Position identification records

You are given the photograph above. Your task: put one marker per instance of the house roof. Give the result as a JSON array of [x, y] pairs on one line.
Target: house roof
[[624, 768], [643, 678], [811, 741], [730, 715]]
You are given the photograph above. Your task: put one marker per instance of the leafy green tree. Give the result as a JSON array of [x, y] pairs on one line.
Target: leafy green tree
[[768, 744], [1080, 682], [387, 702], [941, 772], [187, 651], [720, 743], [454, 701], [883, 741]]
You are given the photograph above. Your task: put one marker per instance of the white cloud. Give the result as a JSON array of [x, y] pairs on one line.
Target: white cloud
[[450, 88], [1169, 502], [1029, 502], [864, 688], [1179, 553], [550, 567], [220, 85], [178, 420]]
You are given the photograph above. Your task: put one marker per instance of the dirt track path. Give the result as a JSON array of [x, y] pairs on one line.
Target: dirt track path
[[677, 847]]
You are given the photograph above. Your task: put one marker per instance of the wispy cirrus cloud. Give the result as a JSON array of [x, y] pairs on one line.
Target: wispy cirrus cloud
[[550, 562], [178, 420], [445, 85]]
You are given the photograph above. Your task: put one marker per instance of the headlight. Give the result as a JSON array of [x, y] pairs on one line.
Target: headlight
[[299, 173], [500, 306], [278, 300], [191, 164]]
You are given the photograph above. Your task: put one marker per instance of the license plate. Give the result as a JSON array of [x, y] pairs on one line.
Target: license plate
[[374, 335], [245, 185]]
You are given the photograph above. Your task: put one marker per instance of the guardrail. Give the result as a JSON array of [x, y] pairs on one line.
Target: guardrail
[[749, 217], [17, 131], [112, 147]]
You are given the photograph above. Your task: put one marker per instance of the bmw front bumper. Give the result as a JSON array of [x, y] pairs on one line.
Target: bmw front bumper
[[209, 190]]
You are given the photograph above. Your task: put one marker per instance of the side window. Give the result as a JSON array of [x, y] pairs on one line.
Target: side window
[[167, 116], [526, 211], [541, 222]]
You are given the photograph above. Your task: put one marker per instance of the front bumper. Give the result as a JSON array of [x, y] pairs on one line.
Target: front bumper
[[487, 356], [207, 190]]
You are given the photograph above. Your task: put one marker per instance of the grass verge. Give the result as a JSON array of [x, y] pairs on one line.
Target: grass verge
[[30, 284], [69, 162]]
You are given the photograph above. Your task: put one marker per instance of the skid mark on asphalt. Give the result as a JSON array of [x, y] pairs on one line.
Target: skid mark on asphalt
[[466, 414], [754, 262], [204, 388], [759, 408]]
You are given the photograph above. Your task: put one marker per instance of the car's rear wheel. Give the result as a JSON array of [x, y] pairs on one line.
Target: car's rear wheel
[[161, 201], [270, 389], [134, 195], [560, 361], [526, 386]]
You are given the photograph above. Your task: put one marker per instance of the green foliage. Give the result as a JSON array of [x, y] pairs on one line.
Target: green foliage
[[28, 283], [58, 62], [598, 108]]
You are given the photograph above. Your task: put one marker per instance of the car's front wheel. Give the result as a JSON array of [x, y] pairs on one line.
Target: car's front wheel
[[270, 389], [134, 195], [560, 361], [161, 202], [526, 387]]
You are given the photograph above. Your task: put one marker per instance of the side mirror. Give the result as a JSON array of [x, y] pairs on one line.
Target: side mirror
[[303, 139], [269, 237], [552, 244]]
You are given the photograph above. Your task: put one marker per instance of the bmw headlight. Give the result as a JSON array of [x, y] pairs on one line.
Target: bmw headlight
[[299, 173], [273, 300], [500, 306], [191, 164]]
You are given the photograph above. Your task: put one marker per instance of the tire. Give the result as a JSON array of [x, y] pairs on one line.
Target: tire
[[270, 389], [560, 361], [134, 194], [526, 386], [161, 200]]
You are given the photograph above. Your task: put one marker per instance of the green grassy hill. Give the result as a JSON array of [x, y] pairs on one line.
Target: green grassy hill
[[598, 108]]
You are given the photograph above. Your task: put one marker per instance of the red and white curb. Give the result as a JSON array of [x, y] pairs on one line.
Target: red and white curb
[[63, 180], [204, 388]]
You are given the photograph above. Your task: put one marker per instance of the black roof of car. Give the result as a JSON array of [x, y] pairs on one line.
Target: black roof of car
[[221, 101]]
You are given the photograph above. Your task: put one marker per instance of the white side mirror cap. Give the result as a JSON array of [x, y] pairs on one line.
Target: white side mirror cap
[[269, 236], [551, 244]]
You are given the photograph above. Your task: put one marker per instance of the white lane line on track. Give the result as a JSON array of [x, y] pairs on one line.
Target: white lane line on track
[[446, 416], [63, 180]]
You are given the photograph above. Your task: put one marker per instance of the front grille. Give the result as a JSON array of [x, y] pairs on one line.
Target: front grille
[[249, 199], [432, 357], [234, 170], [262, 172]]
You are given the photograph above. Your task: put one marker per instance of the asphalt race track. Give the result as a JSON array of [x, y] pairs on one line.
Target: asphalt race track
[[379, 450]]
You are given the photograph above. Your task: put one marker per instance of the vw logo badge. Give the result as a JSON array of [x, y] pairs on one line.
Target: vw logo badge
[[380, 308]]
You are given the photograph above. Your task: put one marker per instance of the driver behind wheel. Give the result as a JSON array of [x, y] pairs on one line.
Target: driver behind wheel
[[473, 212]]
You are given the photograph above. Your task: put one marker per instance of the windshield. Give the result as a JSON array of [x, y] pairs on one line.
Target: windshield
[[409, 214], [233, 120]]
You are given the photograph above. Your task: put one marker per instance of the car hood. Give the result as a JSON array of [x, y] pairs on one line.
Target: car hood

*Given request:*
Please rewrite these lines, swapping "marker" for "pin" everywhere and leaving everything else unchanged.

*Task solution:*
You are given the photograph above. Your task: put one pin per instance of the house roof. Give the result as a JSON array of [x, y] pairs on one line.
Target: house roof
[[624, 768], [643, 678], [811, 741], [730, 715]]
You are given the photograph above. Your task: put one pin per instance of the leafy green tree. Give the result as a JSON array of [x, y] pairs on one line.
Target: leafy green tree
[[768, 744], [1080, 682], [387, 702], [941, 772], [187, 651], [720, 743], [454, 701], [883, 741]]
You are given the photograph above. Your task: put one pin per instance of the white cloud. Give the result as a JSON array of [x, y] pairs on one line.
Target: white cloud
[[450, 88], [1169, 502], [1029, 502], [864, 688], [1179, 553], [550, 567], [220, 85], [178, 420]]
You are given the photograph above. Your task: put one pin per instance of the dirt track path. Give the result as a JSON array of [x, y] pairs on one line.
Target: dirt track path
[[677, 847]]
You are given the photograph above. Your task: put one pin per instance of the wispy cirrus cloud. Give the result as a JSON array of [x, y] pairs on one line.
Target: wispy cirrus cloud
[[550, 562], [178, 420], [445, 85]]
You are given the photograph above. Your task: put one pin per instance of the headlight. Give the result as a JSON array of [x, y] pairs on one line.
Target: headlight
[[299, 173], [500, 306], [278, 300], [191, 164]]
You are given the photograph above. Your task: put one pin per instance of the license plate. Give the result as a JSON array of [x, y] pairs on one line.
Target: license plate
[[374, 335], [245, 185]]
You are given the photograph above. Your task: put one pin per instance of the guardrail. Give the result as a JSON array of [x, y] pairs on one line.
Target: guardrail
[[749, 217], [17, 131], [112, 147]]
You are given the photograph above. Your task: put one pin per instance of the bmw front bumper. Give the result as a JSON array of [x, y] pairs on one line.
Target: bmw front bumper
[[209, 190]]
You are given the photograph above. Your task: put one pin per instance of the side window. Give the result as a JSON array of [x, y] pairs on one line.
Target: side window
[[167, 116], [526, 211], [541, 222]]
You are given the photograph above. Your task: put one pin per instance of the front bumper. Give the result as a JSON array of [x, y] pairs on one line.
Target: front bumper
[[487, 356], [207, 190]]
You are given the photograph above. Your task: put one pin per instance of the grass verge. Give the result as a JSON array of [x, y] pairs on one line.
Target: grass verge
[[30, 284], [69, 162]]
You are given the photograph above. Your task: put one pin per instance of the skid mark on asphalt. Give the result as a JSON array of [x, y] pairs on one line.
Target: skid mark on asphalt
[[466, 414], [754, 262], [204, 388], [759, 408]]
You are given the photograph above. Your task: put one pin per instance of the car's rear wheel. Give the result as a JSON array of [x, y] pairs on one line.
Target: car's rear wheel
[[161, 201], [270, 389], [134, 195], [560, 361], [526, 386]]
You are given the photograph above. Your task: put one pin per instance of the green foliage. Give the result as a JSON array of [x, y] pairs on one line.
Target: green foliage
[[28, 283], [58, 62], [598, 108]]
You are given the photograph above. Your task: put one pin per instance of the car's front wheel. Give the result as a JSON array of [x, y] pairs on one line.
Target: car's front wheel
[[270, 389], [134, 195], [560, 361], [161, 202], [526, 387]]
You are given the photograph above. Your task: put one pin per instance of the side mirror. Give the result as a JSON array of [x, y] pairs on one line.
Target: side mirror
[[303, 139], [269, 237], [552, 244]]
You are given the photograph above. Your task: put one pin per instance of the bmw headlight. Give the result as a JSON array of [x, y] pairs on one line.
Target: bmw headlight
[[299, 173], [273, 300], [500, 306], [191, 164]]
You are given the photograph above. Your task: put one pin per instance of the tire. Give the result as a JSON array of [x, y] pairs on one line.
Target: tire
[[270, 389], [560, 361], [134, 194], [526, 386], [161, 200]]
You are given the photograph above. Your task: put one pin per instance of the green grassy hill. Give the result as a JSON array of [x, y] pairs on one line.
Target: green grassy hill
[[598, 108]]
You are given the photograph above. Your task: put one pin per instance of the red and white curb. Give the result as a JSON array of [x, y] pairs on one line.
Target: red and white curb
[[63, 180], [204, 388]]
You are given the photograph above. Your task: put one pin per instance of the black roof of car. Give the result as a JSON array of [x, y] pairs on one line.
Target: black roof of car
[[221, 101]]
You are given the photograph above. Your task: put one pin per instance of the white side mirror cap. Give the result as a JSON array of [x, y] pairs on one line.
Target: white side mirror cap
[[269, 236], [551, 244]]
You are given the photograph above. Your task: put one pin per instance of the white lane line on track. Give the result as a JSON array of [x, y] pairs on one line.
Target: white lane line on track
[[446, 416], [63, 180]]
You are given the photograph above. Your task: put one pin per instance of the front grille. Give the result as a JSON array of [x, y] pairs on one line.
Target: front grille
[[249, 199], [432, 357], [234, 170], [262, 172]]
You are given the photograph above. Your task: put one pin per instance of the asphalt race track. Give the result as a JSON array of [x, y] pairs on one line.
Target: asphalt race track
[[379, 450]]
You are given the photograph above. Your task: put one pin per instance of the vw logo badge. Give the result as a JSON array of [x, y] pairs on one line.
Target: vw logo badge
[[380, 308]]
You are given the photograph above. Your task: put one pin per instance of the driver behind wheel. Give the result as a JSON array of [x, y] pairs on one line.
Target: driver behind wheel
[[473, 212]]
You are given the photograph above. Your task: put one pin per instance of the windshield. Give the result as a JSON array of [x, y] pairs on one line.
Target: windshield
[[409, 214], [233, 120]]
You are given the photograph above. Your task: put one pin per instance of the car hood. Give the result as a JSON array of [x, y] pairs on one line.
Target: car hood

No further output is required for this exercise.